Input data Block Start

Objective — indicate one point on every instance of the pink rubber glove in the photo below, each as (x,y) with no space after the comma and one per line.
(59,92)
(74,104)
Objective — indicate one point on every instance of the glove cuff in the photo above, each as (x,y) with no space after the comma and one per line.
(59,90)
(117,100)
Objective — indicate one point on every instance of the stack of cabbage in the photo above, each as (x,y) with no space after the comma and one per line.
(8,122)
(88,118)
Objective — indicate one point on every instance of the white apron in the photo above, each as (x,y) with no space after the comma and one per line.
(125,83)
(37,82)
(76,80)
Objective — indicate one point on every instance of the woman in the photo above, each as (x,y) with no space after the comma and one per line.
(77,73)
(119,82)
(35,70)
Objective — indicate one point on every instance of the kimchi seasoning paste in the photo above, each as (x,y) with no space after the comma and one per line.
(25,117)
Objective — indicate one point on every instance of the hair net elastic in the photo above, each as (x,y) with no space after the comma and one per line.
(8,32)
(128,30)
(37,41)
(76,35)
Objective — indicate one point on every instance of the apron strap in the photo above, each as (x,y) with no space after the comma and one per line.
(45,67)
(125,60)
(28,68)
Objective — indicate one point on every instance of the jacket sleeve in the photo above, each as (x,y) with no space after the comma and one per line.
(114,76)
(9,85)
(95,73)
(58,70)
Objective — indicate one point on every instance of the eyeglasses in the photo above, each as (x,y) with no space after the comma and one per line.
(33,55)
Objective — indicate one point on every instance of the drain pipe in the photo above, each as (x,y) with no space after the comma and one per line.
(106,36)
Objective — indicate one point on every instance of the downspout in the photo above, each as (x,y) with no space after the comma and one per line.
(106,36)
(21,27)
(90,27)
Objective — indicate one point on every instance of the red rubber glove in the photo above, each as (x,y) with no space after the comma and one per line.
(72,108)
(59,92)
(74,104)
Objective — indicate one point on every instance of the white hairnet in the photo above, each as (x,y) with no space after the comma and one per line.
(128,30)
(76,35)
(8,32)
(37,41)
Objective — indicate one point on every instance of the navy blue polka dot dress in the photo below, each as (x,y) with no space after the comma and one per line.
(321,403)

Input data Block End

Output the material in full, matching it word for word.

Objective — indicate one point on every instance of the pink rubber glove in the photo below, each as (x,y) with no space after the comma and one per line.
(59,92)
(74,104)
Objective — indicate one point on every instance of the glove cuff in the photo above, each as (x,y) with no space after the comma and one per line.
(59,90)
(117,100)
Objective — indicate one point on every instance of the stack of cabbage in the photo above, each as (x,y) with no space after the comma and one per line.
(8,122)
(88,118)
Objective — indicate one point on every instance of the white apron in the photo above, each as (x,y) with no space after the comma and one per line.
(125,83)
(37,82)
(76,80)
Objective — indicate one point on every instance of the woman in the photo above, each as (x,y) with no space after the comma and one per line.
(77,73)
(119,82)
(35,70)
Objective — indicate one point on every instance of the kimchi seasoning paste in the photo above, each as (x,y) with no space after the comma and one per line.
(25,117)
Objective — indicate one point on every instance of the hair net elastic in the photo above, each as (x,y) with no space after the comma and one per line.
(8,32)
(128,30)
(37,41)
(76,35)
Objective — indicate one point on every instance of the apron strap in the photo above, each as (x,y) with no space after the comma and one per line.
(45,67)
(125,60)
(28,68)
Objective — indicate one point on every instance of the jacket sleeve in the photo above, each as (x,y) with no space after the comma and one per line.
(114,76)
(9,85)
(95,73)
(58,70)
Objective — indicate one point on every instance of the eyeglasses in the photo above, each as (x,y) with no space after the comma and one per line.
(33,55)
Objective — indicate one point on every instance of the drain pipe in the photo above, each as (x,y) with no space after the comma and one per line.
(106,36)
Objective — indicate one point on every instance of the downspout in the photo above, each as (x,y) with no space after the comma and one per line.
(106,36)
(21,27)
(90,27)
Objective — indicate one point on every instance of the red rubber glove in the photo above, each as (x,y) with no space after the comma and one per line.
(72,108)
(59,92)
(74,104)
Objective — indicate one point on every instance of the white hairnet in the photo above, each as (x,y) with no space after the comma and one per line.
(128,30)
(76,35)
(8,32)
(37,41)
Objective — indicate one point on every instance of the navy blue polka dot dress in the photo below, each as (x,y) with no space after the comma and one per line.
(321,403)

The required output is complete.